### Tarefas solicitadas
A – De acordo com o texto sobre o batismo de Yeschouá, quantas vezes o neófito era mergulhado na água na antiguidade?
B – Liste todas as frases interrogativas que aparecem no texto sobre o batismo de Yeschouá.
C – Transcreva o trecho do texto sobre o batismo de Yeschouá entre "Em loan (I, 33), mencionam-se" e "do Espírito Santo.", inclusive.

O Batismo de Yeschouá
Segundo Paul Lê Cour


O evangelho Joanita começa pelo batismo de Jesus. Na antiguidade, o batismo era feito através da imersão total. O neófito era mergulhado por três vezes na água. Encontram-se ainda muitos batistérios que possuem uma cuba cheia de água.


Na França, a Igreja Católica Ortodoxa da França, que parece querer uma volta autêntica às fontes, pratica o batismo pela tríplice imersão. A Igreja Católica Romana, pelo contrário, contenta-se atualmente em derramar, por três vezes, algumas gotas de água sobre a cabeça da criança que se quer batizar.

Aliás, o batismo era conferido aos adultos, depois de uma preparação mais ou menos longa.

Na igreja primitiva, como entre os essênios, o batismo representava a purificação necessária para se ser admitido na comunidade.

Hoje, o batismo é conferido a crianças absolutamente inconscientes e atribui-se a esse rito a virtude de resgatá-Ias do pecado original e de evitar que, se morrerem, sejam privadas eternamente das alegrias do Paraíso. Mas por que tornar responsável uma criança, que não tem nenhuma responsabilidade, pela omissão desse rito, e como imaginar que milhões de homens que não foram batizados, ou que não serão batizados, devam ser castigados por isso?


Aliás, não nos dizem que a morte do Cristo nos resgatou do pecado original? Então, para que serve o batismo assim praticado?

Hoje, o batismo administrado a crianças inconscientes perdeu, portanto, o seu antigo caráter. Assim como a circuncisão, realizada no oitavo dia depois do nascimento, toma o circunciso solidário de uma religião que não foi adotada livremente.


Em loan (I, 33), mencionam-se dois batismos: o batismo pela água, praticado por João Batista; e o batismo pelo Espírito Santo, que toma o lugar do primeiro, praticado por Cristo.

"Ora", diz Albert Réville "parece resultar dos evangelhos, e dos testemunhos relativos às primeiras comunidades, que a imposição das mãos foi a primeira forma de filiação na sociedade cristã, e que seria esse o batismo de espírito anunciado por João Batista." Nos Atos XIX, I, 6, vemos, com efeito, São Paulo praticar a imposição das mãos sobre os que anteriormente haviam sido batizados com a água, afim de conferir-lhes os dons do Espírito Santo.


Nas origens da Igreja cristã, constata-se portanto a existência de um duplo rito: o batismo e a imposição das mãos.


O batismo, além da purificação, não confere senão filiação exterior, enquanto que a imposição das mãos confere os dons superiores. As línguas de fogo que pousam sobre cada um dos doze Apóstolos constituem uma espécie de imposição das mãos divinas (Atos, 11,4).

### Dados fornecidos
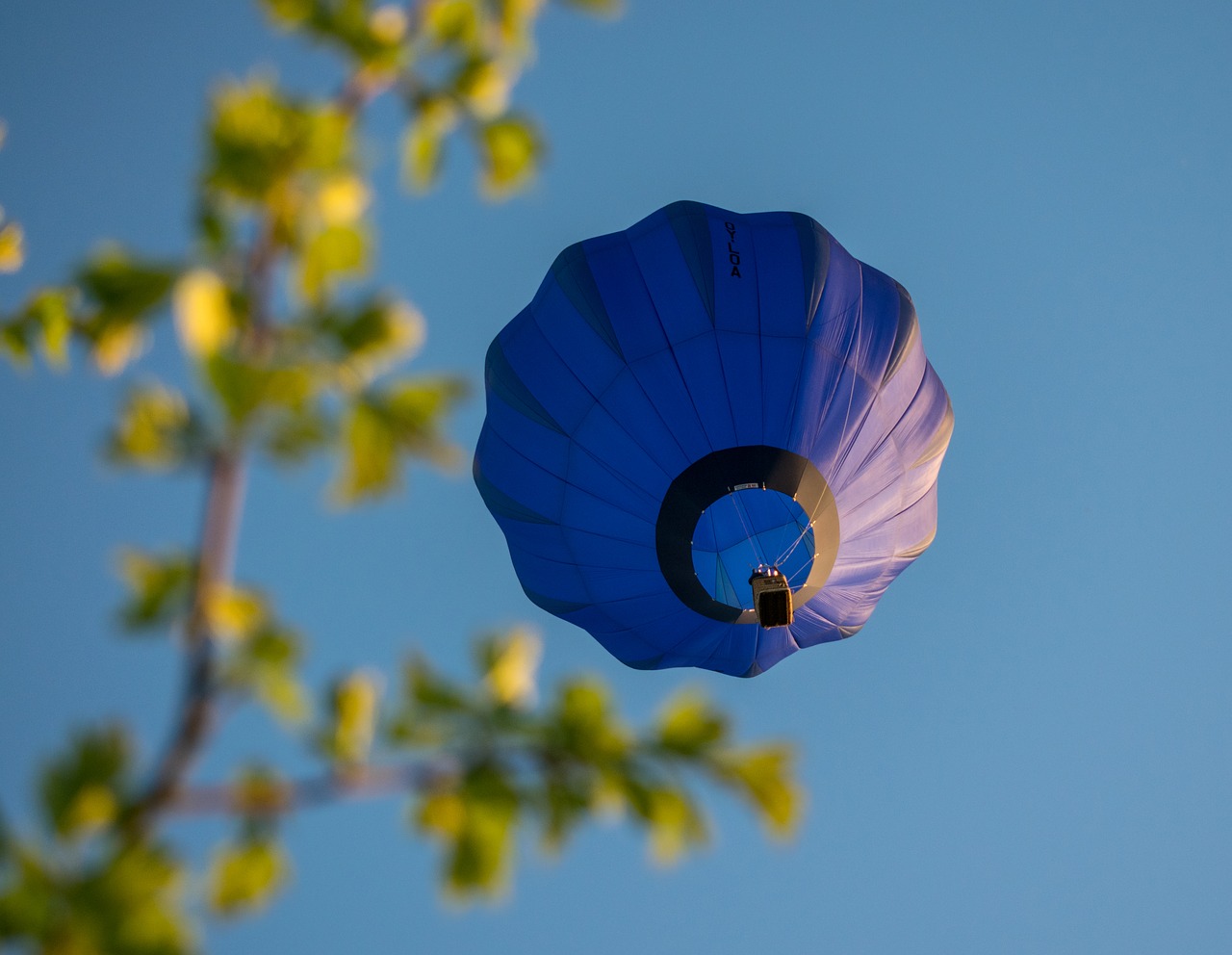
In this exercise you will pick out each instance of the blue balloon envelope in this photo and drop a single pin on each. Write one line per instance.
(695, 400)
...
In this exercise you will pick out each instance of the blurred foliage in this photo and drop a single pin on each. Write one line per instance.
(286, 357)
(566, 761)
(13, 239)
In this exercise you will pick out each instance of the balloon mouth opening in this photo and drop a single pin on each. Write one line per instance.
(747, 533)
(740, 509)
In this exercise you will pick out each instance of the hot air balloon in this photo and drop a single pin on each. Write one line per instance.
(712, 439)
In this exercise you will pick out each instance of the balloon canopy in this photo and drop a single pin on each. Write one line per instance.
* * *
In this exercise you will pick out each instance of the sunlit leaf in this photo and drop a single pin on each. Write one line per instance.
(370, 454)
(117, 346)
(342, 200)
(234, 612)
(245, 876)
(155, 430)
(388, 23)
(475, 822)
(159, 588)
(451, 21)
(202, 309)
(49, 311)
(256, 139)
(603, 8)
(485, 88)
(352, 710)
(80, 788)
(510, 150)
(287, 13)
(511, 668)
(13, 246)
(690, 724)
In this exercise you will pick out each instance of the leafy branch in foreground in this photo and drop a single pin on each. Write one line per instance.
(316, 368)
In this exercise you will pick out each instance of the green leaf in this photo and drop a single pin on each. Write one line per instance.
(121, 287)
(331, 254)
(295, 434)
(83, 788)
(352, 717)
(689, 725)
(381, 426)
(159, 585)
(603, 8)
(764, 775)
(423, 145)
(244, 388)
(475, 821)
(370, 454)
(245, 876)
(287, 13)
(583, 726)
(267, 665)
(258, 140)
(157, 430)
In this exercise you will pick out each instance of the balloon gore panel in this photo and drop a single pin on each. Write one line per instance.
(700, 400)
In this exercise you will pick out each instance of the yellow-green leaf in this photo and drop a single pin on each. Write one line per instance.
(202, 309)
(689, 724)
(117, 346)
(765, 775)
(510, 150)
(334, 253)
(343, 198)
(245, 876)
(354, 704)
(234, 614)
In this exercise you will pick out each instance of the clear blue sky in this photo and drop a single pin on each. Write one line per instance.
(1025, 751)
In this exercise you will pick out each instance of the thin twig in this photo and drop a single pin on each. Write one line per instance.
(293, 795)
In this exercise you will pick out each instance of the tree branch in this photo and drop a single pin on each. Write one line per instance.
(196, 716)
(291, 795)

### Resultados finais
A – Três vezes.

B –
- Mas por que tornar responsável uma criança, que não tem nenhuma responsabilidade, pela omissão desse rito, e como imaginar que milhões de homens que não foram batizados, ou que não serão batizados, devam ser castigados por isso?
- Aliás, não nos dizem que a morte do Cristo nos resgatou do pecado original?
- Então, para que serve o batismo assim praticado?

C –
Em loan (I, 33), mencionam-se dois batismos: o batismo pela água, praticado por João Batista; e o batismo pelo Espírito Santo, que toma o lugar do primeiro, praticado por Cristo.

"Ora", diz Albert Réville "parece resultar dos evangelhos, e dos testemunhos relativos às primeiras comunidades, que a imposição das mãos foi a primeira forma de filiação na sociedade cristã, e que seria esse o batismo de espírito anunciado por João Batista." Nos Atos XIX, I, 6, vemos, com efeito, São Paulo praticar a imposição das mãos sobre os que anteriormente haviam sido batizados com a água, afim de conferir-lhes os dons do Espírito Santo.